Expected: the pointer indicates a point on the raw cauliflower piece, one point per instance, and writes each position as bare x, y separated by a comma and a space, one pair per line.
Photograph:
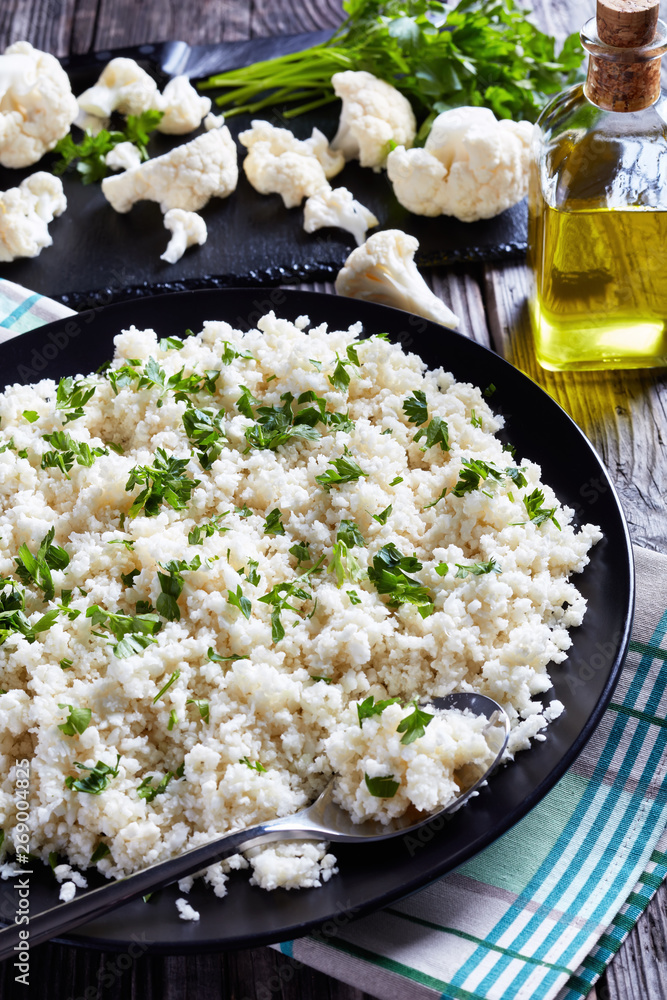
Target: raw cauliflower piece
37, 105
122, 86
186, 178
472, 166
187, 228
374, 114
424, 769
124, 156
383, 270
182, 107
279, 163
337, 207
25, 212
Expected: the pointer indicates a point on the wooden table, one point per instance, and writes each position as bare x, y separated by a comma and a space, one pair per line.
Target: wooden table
624, 414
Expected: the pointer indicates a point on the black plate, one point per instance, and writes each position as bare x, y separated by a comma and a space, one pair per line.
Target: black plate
99, 256
379, 874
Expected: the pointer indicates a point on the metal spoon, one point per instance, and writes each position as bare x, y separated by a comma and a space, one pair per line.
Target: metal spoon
322, 820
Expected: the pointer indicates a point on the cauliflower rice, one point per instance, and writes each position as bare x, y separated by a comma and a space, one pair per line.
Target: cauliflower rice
220, 721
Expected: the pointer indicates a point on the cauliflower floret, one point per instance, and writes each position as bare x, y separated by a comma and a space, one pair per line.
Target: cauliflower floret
472, 166
124, 156
374, 114
337, 207
279, 163
37, 105
182, 106
25, 212
187, 228
187, 177
383, 270
123, 86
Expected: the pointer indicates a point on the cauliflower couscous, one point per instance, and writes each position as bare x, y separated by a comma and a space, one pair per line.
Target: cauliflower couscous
235, 564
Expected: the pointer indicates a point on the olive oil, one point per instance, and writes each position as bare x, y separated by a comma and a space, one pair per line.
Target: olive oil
598, 202
600, 295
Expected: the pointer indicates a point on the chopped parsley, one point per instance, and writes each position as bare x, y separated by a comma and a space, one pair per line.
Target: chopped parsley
132, 632
67, 451
382, 787
349, 533
344, 470
37, 568
96, 781
171, 585
239, 601
437, 432
381, 518
536, 512
370, 707
205, 431
281, 594
344, 565
413, 726
171, 343
146, 790
78, 720
201, 531
389, 574
71, 397
165, 483
416, 408
476, 569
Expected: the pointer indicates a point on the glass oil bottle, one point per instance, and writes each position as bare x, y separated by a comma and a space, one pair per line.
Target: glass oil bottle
598, 202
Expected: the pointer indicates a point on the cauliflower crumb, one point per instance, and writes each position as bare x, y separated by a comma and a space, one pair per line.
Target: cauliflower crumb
185, 911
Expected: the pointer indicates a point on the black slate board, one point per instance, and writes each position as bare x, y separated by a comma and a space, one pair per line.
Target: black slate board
99, 256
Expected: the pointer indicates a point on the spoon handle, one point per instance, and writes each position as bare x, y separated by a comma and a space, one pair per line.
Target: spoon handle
86, 907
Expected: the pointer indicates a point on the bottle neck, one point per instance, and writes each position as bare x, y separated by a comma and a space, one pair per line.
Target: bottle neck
623, 79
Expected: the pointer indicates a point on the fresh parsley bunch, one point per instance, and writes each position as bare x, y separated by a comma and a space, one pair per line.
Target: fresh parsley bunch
480, 52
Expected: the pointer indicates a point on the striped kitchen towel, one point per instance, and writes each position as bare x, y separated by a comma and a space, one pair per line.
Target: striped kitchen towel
540, 912
516, 923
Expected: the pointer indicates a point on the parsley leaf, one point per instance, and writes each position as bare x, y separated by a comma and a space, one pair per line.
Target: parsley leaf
165, 483
476, 569
382, 787
389, 574
538, 513
132, 632
414, 725
97, 781
344, 470
416, 408
171, 585
349, 533
37, 568
78, 720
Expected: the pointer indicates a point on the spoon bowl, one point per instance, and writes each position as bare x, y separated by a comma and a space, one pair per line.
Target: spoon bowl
324, 819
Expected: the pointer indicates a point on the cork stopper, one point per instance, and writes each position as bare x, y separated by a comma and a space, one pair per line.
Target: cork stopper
627, 23
615, 81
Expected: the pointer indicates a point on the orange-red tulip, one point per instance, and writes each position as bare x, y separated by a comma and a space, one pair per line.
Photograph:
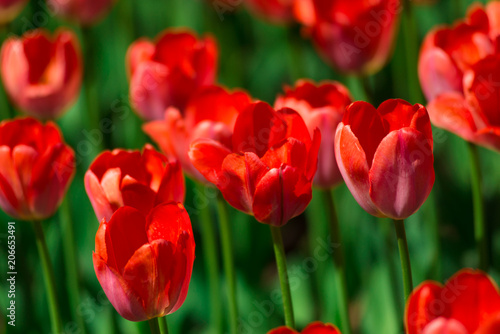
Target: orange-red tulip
42, 74
321, 106
459, 70
211, 113
385, 156
313, 328
9, 9
165, 73
84, 12
469, 303
269, 168
129, 178
353, 36
144, 262
36, 168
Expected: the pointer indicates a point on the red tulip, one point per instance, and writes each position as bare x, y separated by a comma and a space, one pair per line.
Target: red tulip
211, 113
36, 168
129, 178
313, 328
42, 75
276, 11
385, 156
144, 262
161, 78
268, 169
354, 36
469, 303
459, 73
9, 9
84, 12
321, 106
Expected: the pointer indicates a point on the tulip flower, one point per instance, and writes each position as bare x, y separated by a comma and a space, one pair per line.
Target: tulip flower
276, 11
129, 178
355, 37
42, 74
160, 78
268, 169
385, 156
9, 9
313, 328
210, 113
85, 12
469, 303
144, 262
36, 168
321, 106
459, 74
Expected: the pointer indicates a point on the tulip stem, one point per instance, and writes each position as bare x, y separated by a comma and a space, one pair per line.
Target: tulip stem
209, 245
49, 278
339, 261
227, 254
477, 197
71, 262
154, 326
163, 325
279, 252
405, 257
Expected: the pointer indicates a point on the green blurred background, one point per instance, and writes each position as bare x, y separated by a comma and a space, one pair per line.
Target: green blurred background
261, 58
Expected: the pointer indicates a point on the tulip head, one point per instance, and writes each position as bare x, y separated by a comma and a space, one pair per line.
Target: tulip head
129, 178
468, 303
269, 168
144, 262
36, 168
385, 156
210, 113
42, 75
160, 78
321, 106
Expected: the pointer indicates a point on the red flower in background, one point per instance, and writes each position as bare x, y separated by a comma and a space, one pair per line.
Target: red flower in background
321, 106
268, 169
84, 12
385, 156
459, 70
41, 74
469, 303
167, 72
354, 36
313, 328
276, 11
129, 178
9, 9
36, 168
144, 262
210, 113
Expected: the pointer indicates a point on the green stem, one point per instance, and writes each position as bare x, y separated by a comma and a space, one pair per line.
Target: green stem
339, 261
71, 262
209, 245
163, 325
480, 229
227, 254
154, 326
48, 273
411, 39
405, 257
279, 252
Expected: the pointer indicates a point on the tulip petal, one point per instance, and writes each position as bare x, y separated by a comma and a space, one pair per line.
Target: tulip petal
402, 174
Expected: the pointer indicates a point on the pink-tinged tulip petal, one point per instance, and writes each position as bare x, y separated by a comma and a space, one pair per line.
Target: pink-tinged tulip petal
42, 83
163, 79
402, 174
445, 326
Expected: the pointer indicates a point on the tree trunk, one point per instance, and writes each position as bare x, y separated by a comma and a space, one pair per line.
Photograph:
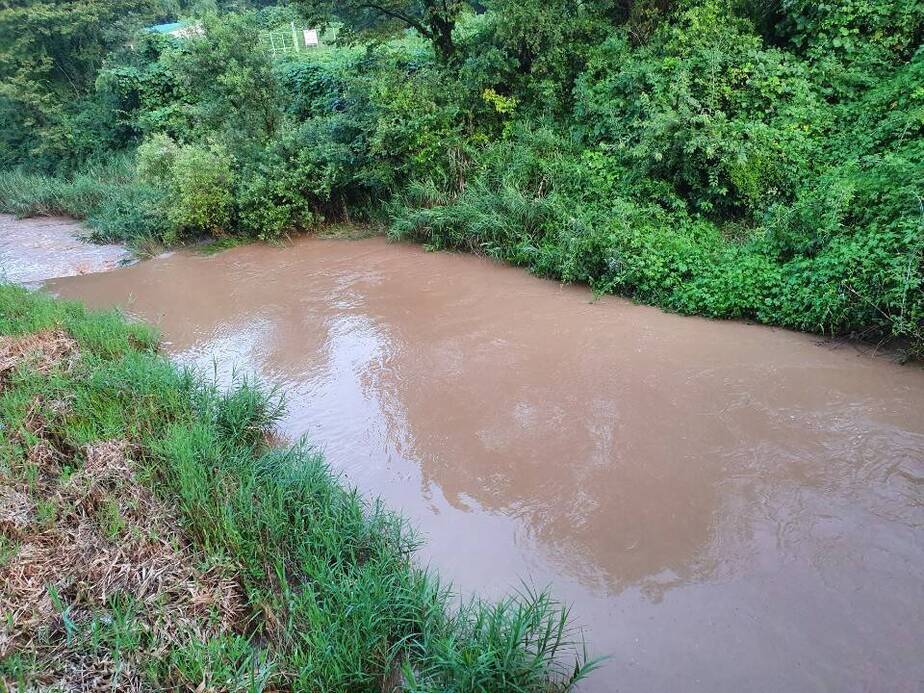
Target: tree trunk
441, 36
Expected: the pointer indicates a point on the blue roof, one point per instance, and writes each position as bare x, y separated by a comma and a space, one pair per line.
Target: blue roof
167, 28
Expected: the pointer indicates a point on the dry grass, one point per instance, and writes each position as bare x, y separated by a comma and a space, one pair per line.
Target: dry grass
82, 539
40, 351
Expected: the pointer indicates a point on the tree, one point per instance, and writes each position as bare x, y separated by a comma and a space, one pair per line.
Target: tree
432, 19
50, 55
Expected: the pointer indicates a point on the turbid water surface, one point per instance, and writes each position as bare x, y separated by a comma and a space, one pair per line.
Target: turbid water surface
728, 507
32, 250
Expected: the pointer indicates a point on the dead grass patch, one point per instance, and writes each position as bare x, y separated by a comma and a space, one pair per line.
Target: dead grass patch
41, 351
102, 535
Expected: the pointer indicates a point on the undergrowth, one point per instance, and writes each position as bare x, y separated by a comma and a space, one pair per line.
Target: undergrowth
302, 584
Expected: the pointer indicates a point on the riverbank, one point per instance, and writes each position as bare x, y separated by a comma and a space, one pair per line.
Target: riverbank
151, 536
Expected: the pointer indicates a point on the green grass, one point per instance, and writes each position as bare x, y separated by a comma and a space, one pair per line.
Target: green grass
333, 598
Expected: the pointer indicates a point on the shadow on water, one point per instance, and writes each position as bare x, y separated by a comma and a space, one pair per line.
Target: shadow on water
727, 506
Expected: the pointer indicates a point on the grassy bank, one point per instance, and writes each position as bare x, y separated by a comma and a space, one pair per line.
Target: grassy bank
149, 537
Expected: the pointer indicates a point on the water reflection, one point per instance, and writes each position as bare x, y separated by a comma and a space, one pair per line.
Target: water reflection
723, 504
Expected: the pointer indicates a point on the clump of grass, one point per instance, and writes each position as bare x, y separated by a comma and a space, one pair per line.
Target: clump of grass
324, 593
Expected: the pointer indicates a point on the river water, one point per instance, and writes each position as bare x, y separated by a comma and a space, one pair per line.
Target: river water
32, 250
727, 507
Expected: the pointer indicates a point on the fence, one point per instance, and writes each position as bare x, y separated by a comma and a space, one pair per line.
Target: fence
291, 40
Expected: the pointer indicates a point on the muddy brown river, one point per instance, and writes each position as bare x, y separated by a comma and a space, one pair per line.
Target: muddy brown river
728, 507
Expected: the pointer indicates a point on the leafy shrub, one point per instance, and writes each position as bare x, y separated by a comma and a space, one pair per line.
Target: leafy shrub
707, 106
197, 179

**What you will do**
Each line from the one containing "Expected: the pointer indicates a point on the leafy" through the last line of the entries is to be copied exactly, with no other lines added.

**Answer for the task**
Expected: the pointer indicates a point on the leafy shrub, one point per instance, and writes each position as bare x, y separated by a comma and a space, one pair per line.
Target: leafy shrub
707, 106
197, 179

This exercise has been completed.